Rescale the part of the listing that opens with the line containing "Tight-box annotation required for the class man" and runs through the end of the listing. Write those lines out again, requests included, with every bounding-box coordinate multiplied by 1.2 and rounded to a whole number, halves rounded up.

(Saved data entries)
###
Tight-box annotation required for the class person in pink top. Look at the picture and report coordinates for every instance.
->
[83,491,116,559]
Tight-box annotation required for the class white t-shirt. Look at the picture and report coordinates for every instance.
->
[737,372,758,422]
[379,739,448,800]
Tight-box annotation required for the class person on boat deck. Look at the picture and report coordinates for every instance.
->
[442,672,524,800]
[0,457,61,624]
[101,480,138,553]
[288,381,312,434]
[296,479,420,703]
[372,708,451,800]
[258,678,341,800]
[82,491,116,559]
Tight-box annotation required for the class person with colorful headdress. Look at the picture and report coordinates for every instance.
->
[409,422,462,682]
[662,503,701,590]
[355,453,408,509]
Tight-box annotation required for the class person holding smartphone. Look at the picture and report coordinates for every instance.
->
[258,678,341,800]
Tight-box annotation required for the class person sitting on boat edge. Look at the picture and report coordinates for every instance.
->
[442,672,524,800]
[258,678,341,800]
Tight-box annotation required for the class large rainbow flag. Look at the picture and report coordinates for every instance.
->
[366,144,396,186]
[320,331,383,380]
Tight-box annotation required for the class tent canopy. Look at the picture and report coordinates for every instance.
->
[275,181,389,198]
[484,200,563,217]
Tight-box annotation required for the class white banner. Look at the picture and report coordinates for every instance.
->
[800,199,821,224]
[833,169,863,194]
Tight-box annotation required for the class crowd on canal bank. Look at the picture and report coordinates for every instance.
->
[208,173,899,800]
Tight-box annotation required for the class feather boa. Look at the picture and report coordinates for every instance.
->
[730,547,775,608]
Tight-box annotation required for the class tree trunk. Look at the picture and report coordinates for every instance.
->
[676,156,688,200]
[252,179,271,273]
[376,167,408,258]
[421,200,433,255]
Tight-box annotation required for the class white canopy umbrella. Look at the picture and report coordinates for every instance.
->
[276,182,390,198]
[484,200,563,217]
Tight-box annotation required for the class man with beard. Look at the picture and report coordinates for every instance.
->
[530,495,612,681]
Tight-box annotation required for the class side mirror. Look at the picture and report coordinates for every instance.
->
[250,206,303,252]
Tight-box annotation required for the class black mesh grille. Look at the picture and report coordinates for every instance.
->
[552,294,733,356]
###
■ **The answer**
Tight-box annotation required for the class man with beard. Look at the picture and report coordinates for every instance.
->
[636,594,734,817]
Tight-box annotation required for the class side mirror. Look at the picture and report coordinates for every instance.
->
[300,247,364,302]
Tight-box annotation required for the class black mesh grille. Look at the picture and report coordinates for every instance.
->
[662,353,880,427]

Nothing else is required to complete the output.